## WHAT THE TASK ASKS
In the entries that follow, which lines hold the string "television"? List them.

*** STUDY MATERIAL Section Begins ***

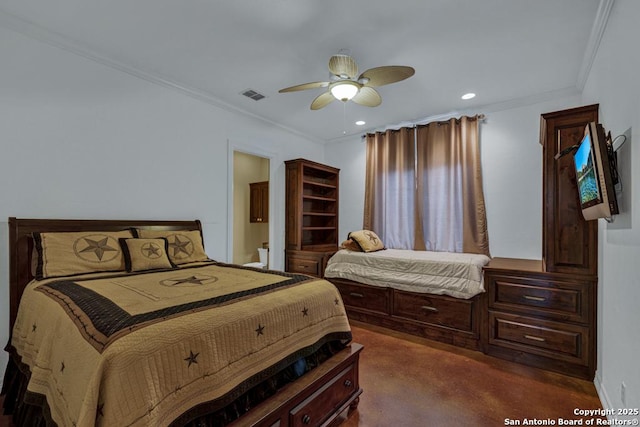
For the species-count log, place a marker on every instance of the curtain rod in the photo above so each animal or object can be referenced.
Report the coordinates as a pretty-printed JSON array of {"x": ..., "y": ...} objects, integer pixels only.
[{"x": 480, "y": 117}]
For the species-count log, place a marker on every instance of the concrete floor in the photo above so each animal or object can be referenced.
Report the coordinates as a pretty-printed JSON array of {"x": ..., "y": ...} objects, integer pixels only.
[{"x": 409, "y": 381}]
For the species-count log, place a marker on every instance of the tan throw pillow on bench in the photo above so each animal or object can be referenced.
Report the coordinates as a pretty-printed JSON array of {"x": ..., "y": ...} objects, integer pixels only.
[{"x": 367, "y": 240}]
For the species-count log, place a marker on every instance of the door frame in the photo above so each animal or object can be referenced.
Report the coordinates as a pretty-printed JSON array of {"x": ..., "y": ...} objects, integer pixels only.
[{"x": 254, "y": 150}]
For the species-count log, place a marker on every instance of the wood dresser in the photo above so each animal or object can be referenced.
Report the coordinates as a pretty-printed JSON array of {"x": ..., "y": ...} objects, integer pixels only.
[{"x": 539, "y": 318}]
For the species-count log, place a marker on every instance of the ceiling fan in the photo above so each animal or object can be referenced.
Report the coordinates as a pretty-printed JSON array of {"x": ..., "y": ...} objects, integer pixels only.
[{"x": 344, "y": 85}]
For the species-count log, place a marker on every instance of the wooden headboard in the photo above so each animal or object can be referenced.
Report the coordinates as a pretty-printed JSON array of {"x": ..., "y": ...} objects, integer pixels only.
[{"x": 21, "y": 244}]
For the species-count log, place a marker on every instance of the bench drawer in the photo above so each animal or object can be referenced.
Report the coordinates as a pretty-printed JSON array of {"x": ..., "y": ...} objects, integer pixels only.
[
  {"x": 434, "y": 309},
  {"x": 546, "y": 338},
  {"x": 364, "y": 297}
]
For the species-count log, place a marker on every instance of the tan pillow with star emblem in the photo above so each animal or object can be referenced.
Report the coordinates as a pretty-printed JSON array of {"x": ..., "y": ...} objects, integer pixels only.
[
  {"x": 184, "y": 246},
  {"x": 68, "y": 254},
  {"x": 367, "y": 240},
  {"x": 146, "y": 254}
]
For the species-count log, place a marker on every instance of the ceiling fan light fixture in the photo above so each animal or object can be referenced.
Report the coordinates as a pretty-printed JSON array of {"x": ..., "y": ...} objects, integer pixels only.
[{"x": 344, "y": 91}]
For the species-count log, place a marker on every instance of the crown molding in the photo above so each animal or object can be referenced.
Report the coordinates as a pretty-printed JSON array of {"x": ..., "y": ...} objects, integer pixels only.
[
  {"x": 480, "y": 109},
  {"x": 597, "y": 31},
  {"x": 41, "y": 34}
]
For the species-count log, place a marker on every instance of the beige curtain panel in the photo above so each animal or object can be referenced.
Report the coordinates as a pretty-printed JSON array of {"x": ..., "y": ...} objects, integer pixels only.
[{"x": 423, "y": 187}]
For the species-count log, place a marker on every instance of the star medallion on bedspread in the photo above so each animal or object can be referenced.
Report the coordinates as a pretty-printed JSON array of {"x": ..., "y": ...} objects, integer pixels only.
[
  {"x": 97, "y": 247},
  {"x": 180, "y": 247},
  {"x": 109, "y": 307},
  {"x": 151, "y": 250}
]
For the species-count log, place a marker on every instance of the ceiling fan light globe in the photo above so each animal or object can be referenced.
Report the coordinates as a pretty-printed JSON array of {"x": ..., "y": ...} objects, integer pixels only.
[{"x": 344, "y": 91}]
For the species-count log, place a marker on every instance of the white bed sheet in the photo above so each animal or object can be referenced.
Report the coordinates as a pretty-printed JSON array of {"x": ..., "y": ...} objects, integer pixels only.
[{"x": 442, "y": 273}]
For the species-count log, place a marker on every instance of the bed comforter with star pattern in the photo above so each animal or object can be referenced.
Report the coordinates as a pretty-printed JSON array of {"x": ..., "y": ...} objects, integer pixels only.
[{"x": 143, "y": 349}]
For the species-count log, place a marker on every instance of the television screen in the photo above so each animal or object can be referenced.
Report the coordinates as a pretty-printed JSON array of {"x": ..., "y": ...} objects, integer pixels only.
[{"x": 588, "y": 187}]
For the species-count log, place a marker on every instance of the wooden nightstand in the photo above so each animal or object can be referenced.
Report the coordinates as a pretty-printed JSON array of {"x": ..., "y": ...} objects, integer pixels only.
[{"x": 540, "y": 318}]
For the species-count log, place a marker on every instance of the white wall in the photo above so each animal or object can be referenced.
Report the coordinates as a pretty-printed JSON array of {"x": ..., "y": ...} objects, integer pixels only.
[
  {"x": 83, "y": 140},
  {"x": 613, "y": 82}
]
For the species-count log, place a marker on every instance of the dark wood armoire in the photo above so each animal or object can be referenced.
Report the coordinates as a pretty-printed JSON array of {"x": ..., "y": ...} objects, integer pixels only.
[{"x": 543, "y": 312}]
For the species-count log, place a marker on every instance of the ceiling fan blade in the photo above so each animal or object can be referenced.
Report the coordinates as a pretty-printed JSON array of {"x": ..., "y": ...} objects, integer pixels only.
[
  {"x": 322, "y": 100},
  {"x": 381, "y": 76},
  {"x": 343, "y": 66},
  {"x": 304, "y": 86},
  {"x": 367, "y": 96}
]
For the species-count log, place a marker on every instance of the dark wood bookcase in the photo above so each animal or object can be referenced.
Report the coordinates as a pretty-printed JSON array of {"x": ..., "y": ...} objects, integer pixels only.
[{"x": 311, "y": 229}]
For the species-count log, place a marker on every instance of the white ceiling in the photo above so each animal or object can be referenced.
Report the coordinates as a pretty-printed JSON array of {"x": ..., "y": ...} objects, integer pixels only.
[{"x": 506, "y": 51}]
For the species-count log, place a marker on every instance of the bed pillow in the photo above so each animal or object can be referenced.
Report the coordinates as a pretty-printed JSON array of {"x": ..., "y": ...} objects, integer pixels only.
[
  {"x": 146, "y": 254},
  {"x": 367, "y": 240},
  {"x": 184, "y": 246},
  {"x": 71, "y": 253},
  {"x": 351, "y": 245}
]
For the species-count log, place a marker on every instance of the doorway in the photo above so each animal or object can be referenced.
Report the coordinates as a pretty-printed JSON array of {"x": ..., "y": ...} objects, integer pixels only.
[{"x": 249, "y": 232}]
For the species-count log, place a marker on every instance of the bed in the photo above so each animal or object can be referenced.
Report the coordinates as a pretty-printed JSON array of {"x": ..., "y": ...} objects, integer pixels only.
[
  {"x": 167, "y": 340},
  {"x": 437, "y": 295}
]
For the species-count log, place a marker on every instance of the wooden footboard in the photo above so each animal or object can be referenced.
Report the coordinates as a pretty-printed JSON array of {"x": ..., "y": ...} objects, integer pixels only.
[{"x": 438, "y": 317}]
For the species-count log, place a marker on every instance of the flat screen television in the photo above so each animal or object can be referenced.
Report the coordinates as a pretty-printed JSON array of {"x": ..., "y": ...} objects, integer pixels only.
[{"x": 595, "y": 172}]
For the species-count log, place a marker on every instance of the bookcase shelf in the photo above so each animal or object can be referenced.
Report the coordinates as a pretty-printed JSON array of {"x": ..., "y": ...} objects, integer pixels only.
[{"x": 311, "y": 232}]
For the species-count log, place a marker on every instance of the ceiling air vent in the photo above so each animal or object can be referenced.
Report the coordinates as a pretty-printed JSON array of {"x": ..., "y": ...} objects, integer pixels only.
[{"x": 250, "y": 93}]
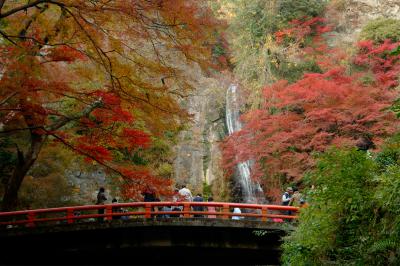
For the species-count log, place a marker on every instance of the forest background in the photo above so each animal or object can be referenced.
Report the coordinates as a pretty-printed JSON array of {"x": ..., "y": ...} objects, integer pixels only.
[{"x": 101, "y": 86}]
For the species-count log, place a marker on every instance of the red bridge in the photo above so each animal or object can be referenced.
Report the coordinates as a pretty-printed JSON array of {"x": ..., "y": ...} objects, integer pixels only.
[{"x": 146, "y": 235}]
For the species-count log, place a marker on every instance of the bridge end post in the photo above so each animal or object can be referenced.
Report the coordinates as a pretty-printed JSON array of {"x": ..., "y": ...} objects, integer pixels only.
[
  {"x": 186, "y": 209},
  {"x": 147, "y": 210},
  {"x": 225, "y": 210},
  {"x": 264, "y": 213},
  {"x": 31, "y": 219},
  {"x": 108, "y": 213},
  {"x": 70, "y": 216}
]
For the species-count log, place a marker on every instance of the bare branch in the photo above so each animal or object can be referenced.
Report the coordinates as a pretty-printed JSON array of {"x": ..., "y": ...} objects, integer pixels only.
[{"x": 28, "y": 5}]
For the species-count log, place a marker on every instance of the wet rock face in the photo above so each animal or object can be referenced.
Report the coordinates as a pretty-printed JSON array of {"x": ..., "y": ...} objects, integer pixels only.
[
  {"x": 197, "y": 153},
  {"x": 350, "y": 16}
]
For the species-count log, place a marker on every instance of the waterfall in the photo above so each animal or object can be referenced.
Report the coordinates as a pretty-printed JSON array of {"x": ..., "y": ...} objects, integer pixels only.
[{"x": 233, "y": 124}]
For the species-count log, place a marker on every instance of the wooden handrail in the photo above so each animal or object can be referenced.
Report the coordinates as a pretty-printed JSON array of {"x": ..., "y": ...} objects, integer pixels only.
[{"x": 148, "y": 210}]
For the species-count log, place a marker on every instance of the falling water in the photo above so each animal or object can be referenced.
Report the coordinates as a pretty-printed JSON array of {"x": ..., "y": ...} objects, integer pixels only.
[{"x": 233, "y": 124}]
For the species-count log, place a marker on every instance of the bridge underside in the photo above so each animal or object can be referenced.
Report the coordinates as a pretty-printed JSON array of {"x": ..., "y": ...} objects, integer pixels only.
[{"x": 167, "y": 242}]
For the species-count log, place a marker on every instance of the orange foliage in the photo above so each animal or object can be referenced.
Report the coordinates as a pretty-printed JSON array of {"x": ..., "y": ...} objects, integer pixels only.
[
  {"x": 76, "y": 72},
  {"x": 318, "y": 111}
]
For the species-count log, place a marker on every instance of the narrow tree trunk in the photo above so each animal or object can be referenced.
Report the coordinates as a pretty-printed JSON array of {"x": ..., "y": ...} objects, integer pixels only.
[{"x": 24, "y": 163}]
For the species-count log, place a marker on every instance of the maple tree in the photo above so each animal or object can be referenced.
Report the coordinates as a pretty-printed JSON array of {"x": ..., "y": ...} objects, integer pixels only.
[
  {"x": 336, "y": 107},
  {"x": 98, "y": 77}
]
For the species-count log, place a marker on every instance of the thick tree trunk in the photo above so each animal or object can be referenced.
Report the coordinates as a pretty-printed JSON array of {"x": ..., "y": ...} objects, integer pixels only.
[{"x": 24, "y": 163}]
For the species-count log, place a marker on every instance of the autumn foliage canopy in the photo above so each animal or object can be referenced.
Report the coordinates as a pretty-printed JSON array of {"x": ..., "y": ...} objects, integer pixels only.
[
  {"x": 98, "y": 77},
  {"x": 340, "y": 106}
]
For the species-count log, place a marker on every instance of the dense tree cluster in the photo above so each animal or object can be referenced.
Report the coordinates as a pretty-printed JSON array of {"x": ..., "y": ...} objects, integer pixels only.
[
  {"x": 334, "y": 107},
  {"x": 98, "y": 77}
]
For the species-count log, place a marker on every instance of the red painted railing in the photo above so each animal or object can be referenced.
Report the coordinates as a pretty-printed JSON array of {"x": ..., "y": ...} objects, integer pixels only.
[{"x": 222, "y": 210}]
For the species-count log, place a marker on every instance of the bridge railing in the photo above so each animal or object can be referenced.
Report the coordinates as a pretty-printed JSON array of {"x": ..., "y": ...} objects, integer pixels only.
[{"x": 150, "y": 210}]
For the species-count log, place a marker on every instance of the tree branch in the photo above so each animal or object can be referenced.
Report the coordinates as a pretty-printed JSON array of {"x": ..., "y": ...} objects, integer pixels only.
[{"x": 29, "y": 5}]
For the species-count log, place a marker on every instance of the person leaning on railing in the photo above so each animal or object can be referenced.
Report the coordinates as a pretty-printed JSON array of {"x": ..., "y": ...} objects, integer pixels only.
[
  {"x": 211, "y": 209},
  {"x": 101, "y": 199}
]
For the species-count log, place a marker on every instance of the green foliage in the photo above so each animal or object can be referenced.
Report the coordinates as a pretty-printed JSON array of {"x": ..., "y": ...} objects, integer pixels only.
[
  {"x": 289, "y": 10},
  {"x": 381, "y": 29},
  {"x": 353, "y": 214}
]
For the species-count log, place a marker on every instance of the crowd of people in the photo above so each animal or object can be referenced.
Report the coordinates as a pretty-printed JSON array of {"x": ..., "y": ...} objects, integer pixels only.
[{"x": 291, "y": 197}]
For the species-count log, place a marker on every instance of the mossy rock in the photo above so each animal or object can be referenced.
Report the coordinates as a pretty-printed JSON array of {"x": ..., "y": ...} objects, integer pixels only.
[{"x": 381, "y": 29}]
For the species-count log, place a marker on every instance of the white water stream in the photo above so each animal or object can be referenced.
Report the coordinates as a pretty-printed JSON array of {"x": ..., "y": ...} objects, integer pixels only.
[{"x": 233, "y": 124}]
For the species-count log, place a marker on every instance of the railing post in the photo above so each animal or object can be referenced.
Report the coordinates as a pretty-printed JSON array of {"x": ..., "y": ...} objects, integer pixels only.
[
  {"x": 264, "y": 213},
  {"x": 147, "y": 209},
  {"x": 70, "y": 216},
  {"x": 186, "y": 208},
  {"x": 225, "y": 209},
  {"x": 108, "y": 212},
  {"x": 31, "y": 219}
]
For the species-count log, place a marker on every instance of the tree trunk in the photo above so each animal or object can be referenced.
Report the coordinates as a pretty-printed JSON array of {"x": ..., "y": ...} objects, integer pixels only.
[{"x": 24, "y": 163}]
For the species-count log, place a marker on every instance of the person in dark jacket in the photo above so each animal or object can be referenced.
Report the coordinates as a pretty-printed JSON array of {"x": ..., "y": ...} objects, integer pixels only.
[
  {"x": 198, "y": 198},
  {"x": 101, "y": 199}
]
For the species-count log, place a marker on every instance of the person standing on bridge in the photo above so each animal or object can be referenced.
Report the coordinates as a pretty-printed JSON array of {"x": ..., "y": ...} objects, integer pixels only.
[
  {"x": 286, "y": 198},
  {"x": 211, "y": 209},
  {"x": 101, "y": 199},
  {"x": 185, "y": 193},
  {"x": 198, "y": 198}
]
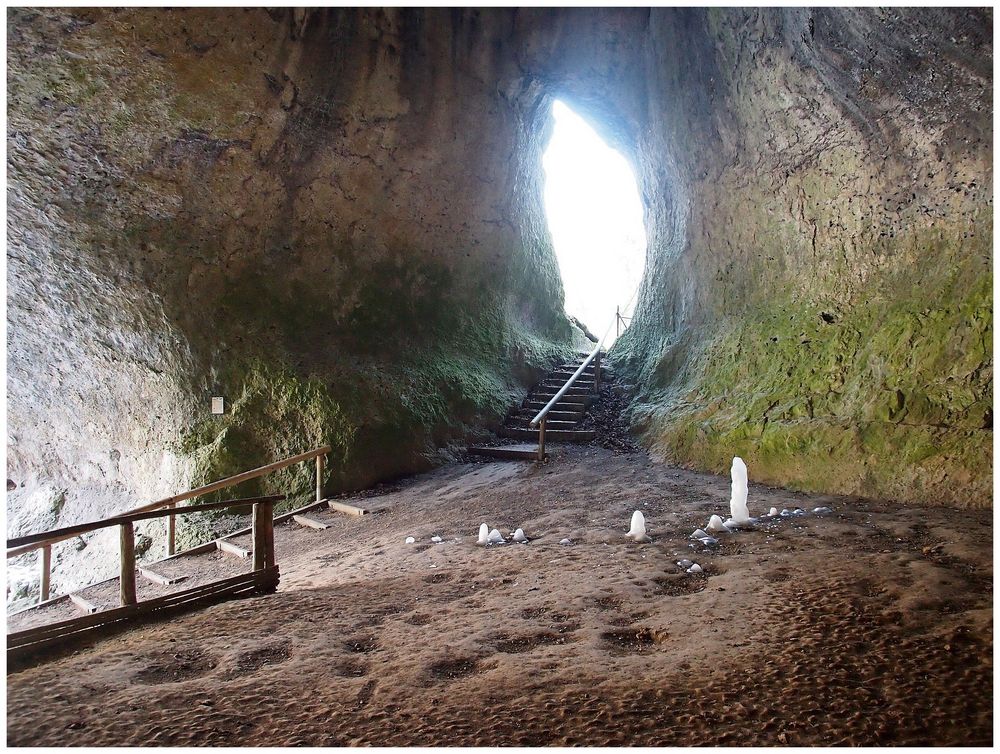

*** STUDY MATERIAL Section Ends ***

## RESPONSE
For the species-count log, place a marker on every instance of the television screen in the photo above so each animal or object can be referenced.
For the species-count log, place a marker on every instance of the flat screen television in the photo above so each animal or object can be referenced.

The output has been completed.